▶ Directions
How many lines of the material below contain the string "woman"? Case counts. Reply with the number alone.

BEGIN Entries

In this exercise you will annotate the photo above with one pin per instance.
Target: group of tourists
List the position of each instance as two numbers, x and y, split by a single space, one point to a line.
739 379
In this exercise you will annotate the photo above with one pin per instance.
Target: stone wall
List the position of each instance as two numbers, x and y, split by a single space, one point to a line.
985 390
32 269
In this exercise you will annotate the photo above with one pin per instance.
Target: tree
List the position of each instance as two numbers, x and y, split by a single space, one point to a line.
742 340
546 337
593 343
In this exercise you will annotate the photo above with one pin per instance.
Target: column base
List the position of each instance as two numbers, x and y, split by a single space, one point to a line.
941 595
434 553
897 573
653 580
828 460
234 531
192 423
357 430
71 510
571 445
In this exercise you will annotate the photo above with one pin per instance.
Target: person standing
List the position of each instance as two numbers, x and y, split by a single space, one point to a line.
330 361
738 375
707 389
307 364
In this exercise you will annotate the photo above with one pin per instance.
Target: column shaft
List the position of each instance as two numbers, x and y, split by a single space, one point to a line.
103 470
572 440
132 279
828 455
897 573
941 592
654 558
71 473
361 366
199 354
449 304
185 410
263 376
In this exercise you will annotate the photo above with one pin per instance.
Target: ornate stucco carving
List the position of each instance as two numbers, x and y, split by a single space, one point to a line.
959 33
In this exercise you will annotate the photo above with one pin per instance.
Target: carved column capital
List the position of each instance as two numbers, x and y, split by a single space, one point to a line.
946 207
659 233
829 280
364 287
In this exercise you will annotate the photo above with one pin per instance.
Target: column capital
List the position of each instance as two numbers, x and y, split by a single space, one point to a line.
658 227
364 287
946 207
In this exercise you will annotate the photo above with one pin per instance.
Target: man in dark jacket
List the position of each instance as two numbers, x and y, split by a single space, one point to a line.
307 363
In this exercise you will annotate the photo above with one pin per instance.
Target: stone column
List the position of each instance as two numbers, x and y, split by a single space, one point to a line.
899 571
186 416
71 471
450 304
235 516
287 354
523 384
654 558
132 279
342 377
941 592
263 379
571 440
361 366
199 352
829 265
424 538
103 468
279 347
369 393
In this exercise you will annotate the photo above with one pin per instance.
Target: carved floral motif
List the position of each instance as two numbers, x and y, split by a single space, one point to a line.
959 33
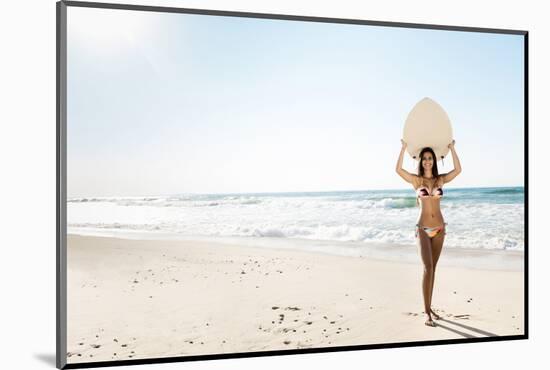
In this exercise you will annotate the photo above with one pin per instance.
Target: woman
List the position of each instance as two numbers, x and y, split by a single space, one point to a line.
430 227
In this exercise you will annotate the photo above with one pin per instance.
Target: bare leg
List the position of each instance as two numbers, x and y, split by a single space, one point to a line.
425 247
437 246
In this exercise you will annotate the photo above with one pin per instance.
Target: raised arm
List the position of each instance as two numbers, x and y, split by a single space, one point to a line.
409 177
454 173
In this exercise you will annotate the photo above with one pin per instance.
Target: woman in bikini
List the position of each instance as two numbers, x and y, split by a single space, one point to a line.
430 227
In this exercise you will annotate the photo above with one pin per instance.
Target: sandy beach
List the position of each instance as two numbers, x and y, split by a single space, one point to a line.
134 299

END Entries
BEGIN Entries

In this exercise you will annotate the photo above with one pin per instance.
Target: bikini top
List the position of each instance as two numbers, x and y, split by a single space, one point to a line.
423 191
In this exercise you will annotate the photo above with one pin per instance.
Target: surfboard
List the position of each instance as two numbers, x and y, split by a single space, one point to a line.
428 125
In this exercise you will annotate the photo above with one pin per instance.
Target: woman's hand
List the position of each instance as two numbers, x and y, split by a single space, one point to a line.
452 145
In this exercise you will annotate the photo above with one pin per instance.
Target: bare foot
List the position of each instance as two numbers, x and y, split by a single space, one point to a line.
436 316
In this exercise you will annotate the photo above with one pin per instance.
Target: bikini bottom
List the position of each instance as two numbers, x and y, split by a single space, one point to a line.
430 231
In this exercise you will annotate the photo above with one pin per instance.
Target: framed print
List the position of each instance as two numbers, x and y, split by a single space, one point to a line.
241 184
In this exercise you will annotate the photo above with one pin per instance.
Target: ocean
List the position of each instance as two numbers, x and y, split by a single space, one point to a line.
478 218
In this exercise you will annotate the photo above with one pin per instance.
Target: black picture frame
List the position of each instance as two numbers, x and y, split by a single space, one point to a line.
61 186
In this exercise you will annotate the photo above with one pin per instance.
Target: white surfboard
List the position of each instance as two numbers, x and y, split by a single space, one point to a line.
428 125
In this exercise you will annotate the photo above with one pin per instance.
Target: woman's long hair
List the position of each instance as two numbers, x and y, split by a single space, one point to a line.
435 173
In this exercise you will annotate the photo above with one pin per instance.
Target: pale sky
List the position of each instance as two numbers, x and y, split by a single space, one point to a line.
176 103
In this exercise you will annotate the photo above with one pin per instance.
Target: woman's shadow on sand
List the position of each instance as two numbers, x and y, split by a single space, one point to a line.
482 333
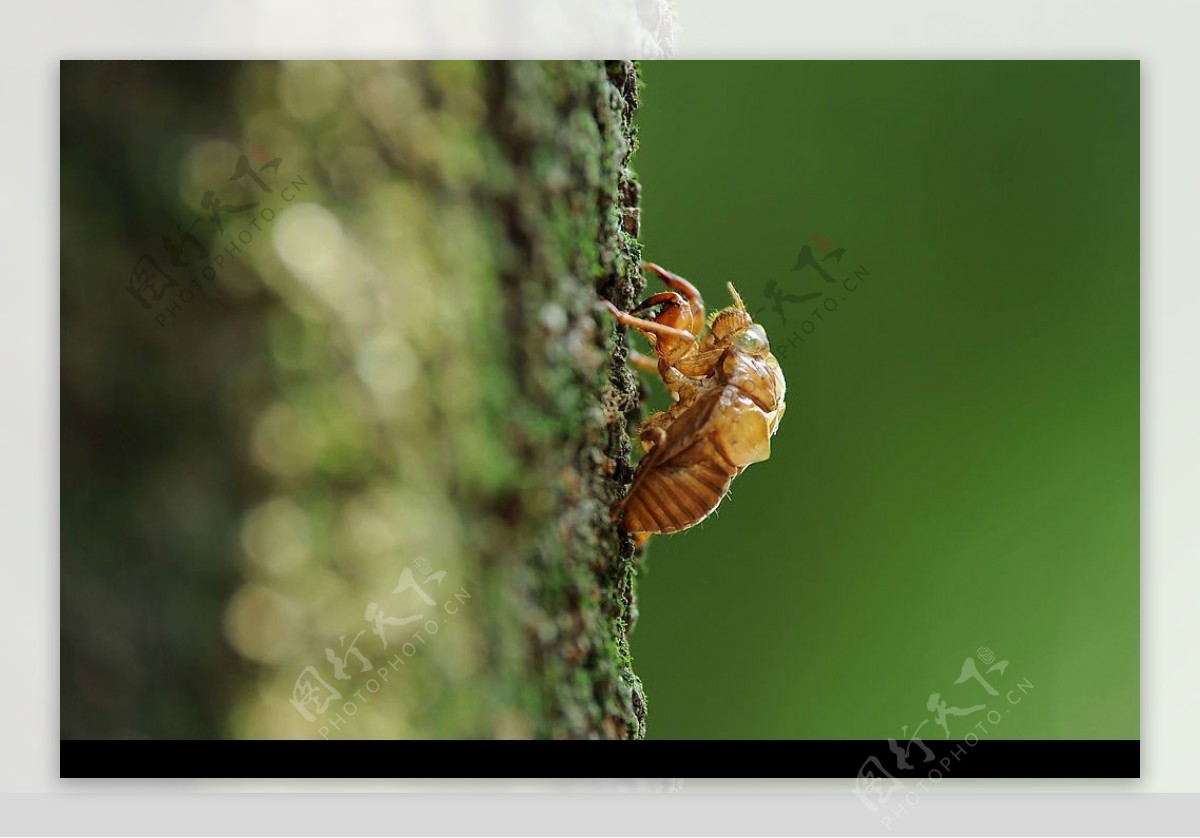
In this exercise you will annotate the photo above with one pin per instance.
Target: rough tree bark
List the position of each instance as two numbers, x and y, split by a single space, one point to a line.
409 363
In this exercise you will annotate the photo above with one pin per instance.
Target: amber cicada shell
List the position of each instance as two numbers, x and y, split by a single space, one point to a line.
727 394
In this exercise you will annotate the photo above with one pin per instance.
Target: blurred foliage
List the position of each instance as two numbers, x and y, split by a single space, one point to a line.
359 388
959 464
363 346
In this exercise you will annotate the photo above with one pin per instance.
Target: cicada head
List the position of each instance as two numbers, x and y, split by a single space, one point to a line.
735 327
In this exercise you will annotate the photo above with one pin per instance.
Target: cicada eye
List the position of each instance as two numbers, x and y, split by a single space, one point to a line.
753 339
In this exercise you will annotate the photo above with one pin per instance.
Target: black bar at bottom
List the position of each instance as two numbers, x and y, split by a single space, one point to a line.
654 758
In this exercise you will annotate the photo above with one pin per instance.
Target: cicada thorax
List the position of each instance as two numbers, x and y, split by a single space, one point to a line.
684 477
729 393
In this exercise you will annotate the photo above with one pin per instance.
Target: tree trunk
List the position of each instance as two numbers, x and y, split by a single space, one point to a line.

END Entries

▶ Solution to this task
5